(Entries for labeling with bounding boxes)

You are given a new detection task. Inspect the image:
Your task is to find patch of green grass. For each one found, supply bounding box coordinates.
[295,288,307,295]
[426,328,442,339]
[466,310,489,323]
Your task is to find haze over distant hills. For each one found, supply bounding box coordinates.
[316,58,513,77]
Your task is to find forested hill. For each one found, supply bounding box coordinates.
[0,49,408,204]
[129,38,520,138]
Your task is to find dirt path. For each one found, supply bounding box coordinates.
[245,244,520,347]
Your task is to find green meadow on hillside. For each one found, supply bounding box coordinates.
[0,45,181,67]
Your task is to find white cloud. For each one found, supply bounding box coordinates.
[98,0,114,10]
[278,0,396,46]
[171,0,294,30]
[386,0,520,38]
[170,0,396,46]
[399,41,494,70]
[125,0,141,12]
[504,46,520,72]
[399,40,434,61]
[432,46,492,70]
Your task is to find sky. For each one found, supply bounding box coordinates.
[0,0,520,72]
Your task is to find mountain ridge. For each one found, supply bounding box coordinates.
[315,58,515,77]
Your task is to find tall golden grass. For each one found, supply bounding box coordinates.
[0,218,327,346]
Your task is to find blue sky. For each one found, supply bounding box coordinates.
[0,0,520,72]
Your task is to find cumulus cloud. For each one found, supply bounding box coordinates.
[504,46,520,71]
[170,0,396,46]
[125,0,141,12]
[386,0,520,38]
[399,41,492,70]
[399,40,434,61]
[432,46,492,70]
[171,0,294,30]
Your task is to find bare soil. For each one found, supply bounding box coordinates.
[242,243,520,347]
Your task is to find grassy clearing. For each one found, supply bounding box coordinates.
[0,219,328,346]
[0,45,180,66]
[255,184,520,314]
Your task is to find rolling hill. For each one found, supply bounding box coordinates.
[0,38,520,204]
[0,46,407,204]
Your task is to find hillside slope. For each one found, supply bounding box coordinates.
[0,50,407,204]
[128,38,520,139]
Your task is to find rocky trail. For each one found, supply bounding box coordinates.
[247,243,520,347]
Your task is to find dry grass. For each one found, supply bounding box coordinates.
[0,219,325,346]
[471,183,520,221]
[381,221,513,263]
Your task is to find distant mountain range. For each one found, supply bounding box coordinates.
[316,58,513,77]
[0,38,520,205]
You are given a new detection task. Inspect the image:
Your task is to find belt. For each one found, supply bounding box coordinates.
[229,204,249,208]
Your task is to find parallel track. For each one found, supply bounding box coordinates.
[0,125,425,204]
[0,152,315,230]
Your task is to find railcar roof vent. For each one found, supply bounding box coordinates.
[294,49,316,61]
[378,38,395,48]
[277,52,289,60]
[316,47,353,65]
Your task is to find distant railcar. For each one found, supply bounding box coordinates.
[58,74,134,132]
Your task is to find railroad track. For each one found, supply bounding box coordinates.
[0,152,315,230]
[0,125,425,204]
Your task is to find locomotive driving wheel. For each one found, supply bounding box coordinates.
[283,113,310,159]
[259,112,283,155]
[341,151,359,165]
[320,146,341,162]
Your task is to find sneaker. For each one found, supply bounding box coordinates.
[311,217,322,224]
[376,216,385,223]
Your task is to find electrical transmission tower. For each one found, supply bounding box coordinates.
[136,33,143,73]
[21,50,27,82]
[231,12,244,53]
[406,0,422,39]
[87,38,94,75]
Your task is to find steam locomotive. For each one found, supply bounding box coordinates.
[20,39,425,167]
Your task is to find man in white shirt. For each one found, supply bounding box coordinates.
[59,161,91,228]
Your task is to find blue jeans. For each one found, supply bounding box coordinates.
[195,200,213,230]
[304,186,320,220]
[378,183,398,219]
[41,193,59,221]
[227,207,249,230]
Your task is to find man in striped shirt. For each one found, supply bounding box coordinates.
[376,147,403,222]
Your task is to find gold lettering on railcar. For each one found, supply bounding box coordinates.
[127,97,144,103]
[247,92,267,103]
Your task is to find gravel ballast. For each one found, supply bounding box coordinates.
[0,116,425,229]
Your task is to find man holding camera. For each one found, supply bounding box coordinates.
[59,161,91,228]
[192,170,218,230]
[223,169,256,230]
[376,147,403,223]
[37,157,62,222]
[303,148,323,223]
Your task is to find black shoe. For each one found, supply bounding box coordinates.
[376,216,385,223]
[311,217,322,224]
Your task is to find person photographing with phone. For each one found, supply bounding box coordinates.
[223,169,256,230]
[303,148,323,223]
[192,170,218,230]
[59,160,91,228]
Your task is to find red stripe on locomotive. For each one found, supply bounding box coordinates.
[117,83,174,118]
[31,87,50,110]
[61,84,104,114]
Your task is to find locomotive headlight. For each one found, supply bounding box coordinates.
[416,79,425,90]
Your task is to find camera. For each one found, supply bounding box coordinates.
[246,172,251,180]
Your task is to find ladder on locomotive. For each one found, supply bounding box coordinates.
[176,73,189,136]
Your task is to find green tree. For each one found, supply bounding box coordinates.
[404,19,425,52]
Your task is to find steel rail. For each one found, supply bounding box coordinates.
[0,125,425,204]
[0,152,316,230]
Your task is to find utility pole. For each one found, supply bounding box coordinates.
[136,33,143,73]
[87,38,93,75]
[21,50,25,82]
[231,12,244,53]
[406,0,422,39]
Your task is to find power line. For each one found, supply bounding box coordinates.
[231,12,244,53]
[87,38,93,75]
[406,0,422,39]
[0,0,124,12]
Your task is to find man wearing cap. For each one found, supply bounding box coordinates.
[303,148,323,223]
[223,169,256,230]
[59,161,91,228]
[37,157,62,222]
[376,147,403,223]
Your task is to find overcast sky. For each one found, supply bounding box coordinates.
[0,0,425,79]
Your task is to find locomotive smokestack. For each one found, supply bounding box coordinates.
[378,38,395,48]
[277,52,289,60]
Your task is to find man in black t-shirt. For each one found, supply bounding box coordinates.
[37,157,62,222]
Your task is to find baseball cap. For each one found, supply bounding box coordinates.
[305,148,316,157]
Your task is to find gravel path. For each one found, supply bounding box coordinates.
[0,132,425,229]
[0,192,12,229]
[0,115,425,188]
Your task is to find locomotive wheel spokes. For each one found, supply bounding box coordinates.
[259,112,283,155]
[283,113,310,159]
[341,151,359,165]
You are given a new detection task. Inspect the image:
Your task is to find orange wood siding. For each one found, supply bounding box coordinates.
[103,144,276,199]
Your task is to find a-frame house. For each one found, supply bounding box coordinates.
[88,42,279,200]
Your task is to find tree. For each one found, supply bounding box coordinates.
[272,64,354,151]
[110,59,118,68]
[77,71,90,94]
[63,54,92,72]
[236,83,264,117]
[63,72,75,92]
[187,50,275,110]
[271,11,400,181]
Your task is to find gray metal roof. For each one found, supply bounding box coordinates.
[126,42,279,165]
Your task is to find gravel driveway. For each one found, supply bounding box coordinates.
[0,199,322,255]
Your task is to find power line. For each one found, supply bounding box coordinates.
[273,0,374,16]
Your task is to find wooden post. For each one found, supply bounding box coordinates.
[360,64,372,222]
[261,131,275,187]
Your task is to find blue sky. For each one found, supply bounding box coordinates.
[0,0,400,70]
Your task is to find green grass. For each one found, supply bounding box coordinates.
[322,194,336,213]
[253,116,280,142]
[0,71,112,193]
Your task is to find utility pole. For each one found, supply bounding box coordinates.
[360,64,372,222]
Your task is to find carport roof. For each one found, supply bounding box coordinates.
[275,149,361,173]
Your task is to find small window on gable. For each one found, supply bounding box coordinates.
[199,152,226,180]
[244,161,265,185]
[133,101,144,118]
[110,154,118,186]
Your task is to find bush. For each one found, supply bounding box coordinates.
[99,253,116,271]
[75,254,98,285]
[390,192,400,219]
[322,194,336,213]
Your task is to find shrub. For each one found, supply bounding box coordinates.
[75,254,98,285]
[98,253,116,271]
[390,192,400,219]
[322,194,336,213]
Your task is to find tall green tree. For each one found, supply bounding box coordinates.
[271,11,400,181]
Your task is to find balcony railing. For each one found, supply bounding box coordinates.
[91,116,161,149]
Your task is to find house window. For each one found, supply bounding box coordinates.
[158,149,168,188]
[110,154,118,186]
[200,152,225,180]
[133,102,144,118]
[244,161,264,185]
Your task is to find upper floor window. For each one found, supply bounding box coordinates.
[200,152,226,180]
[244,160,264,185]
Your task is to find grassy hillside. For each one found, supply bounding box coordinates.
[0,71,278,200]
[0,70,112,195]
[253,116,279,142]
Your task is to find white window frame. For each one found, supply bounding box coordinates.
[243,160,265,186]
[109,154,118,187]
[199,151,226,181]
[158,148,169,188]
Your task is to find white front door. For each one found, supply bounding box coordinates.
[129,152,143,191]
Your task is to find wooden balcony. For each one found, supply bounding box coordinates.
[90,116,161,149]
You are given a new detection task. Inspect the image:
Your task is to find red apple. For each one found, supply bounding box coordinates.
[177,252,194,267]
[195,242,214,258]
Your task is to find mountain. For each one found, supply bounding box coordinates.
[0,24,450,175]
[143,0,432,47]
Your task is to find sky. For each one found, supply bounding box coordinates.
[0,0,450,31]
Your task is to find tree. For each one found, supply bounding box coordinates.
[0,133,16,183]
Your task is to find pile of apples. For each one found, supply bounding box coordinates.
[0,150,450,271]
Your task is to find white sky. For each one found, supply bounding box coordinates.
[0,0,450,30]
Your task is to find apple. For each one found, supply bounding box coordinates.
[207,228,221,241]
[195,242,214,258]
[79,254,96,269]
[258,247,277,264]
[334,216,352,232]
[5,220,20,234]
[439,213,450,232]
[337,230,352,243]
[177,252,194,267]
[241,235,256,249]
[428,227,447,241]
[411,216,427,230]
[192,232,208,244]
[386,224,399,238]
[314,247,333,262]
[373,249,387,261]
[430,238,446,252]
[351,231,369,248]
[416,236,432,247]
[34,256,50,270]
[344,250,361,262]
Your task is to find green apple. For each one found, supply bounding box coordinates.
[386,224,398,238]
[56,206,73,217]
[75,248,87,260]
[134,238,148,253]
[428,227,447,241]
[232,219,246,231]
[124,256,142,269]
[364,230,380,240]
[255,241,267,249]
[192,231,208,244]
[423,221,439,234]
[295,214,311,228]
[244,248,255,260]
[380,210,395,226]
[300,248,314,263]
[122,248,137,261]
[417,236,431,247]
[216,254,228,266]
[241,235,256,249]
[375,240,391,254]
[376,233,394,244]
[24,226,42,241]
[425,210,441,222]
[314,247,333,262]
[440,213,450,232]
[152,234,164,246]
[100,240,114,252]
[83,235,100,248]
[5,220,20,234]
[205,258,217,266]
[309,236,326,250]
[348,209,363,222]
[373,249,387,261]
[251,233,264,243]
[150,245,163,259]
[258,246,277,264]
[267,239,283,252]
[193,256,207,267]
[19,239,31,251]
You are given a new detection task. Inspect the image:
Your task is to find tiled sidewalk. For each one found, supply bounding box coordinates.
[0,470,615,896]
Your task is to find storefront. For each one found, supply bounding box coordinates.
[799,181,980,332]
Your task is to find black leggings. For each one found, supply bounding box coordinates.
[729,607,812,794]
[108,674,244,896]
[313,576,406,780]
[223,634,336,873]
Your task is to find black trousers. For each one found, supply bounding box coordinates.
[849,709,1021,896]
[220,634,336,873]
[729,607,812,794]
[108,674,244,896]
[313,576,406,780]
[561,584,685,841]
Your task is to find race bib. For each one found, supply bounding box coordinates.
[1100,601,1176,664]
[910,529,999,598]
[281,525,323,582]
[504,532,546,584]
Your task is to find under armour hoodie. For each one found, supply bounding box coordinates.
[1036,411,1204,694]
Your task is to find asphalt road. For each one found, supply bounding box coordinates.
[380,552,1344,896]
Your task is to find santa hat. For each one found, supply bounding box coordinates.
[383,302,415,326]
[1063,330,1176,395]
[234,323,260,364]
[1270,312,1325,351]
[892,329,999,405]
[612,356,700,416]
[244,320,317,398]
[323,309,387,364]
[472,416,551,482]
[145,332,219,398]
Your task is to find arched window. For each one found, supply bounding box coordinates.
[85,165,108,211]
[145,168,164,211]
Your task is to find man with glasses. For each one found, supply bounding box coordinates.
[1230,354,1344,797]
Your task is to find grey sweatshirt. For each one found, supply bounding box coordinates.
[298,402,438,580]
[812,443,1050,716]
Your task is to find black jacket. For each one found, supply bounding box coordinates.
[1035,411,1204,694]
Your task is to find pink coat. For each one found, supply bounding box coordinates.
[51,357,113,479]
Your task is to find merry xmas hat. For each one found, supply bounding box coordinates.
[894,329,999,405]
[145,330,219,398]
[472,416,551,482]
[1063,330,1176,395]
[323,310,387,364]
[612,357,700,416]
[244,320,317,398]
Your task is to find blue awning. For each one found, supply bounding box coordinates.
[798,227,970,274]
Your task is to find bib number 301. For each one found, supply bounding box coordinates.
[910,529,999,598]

## WHAT IS ASKED:
Change "cumulus cloud" to "puffy cloud" in the entries from the line with "Your task is to find tall golden" up to and including the line with "[128,38,520,139]", and keep everything else in those lines the same.

## WRITTEN ANSWER:
Your task is to find tall golden grass. For each one found, supply bounding box coordinates.
[0,218,327,346]
Your task is to find blue sky. For each one found, supply bounding box coordinates.
[0,0,520,72]
Your task is to find puffy cloud. For each one found, supply bounding box coordinates.
[504,46,520,71]
[170,0,396,46]
[125,0,141,12]
[386,0,520,38]
[399,41,492,70]
[399,40,434,61]
[432,46,492,70]
[171,0,294,30]
Your task is to find bare soil. For each one found, supply bounding box coordinates.
[242,243,520,347]
Your task is to find grassy clearing. For each one found, supply bounding box coordinates.
[0,219,328,346]
[0,45,180,66]
[255,184,520,314]
Your task is to find rolling hill. For each one found, supply bounding box coordinates.
[0,38,520,204]
[0,46,407,204]
Your task is to find hillside slope. For each one found, supply bounding box coordinates.
[0,50,407,204]
[128,38,520,139]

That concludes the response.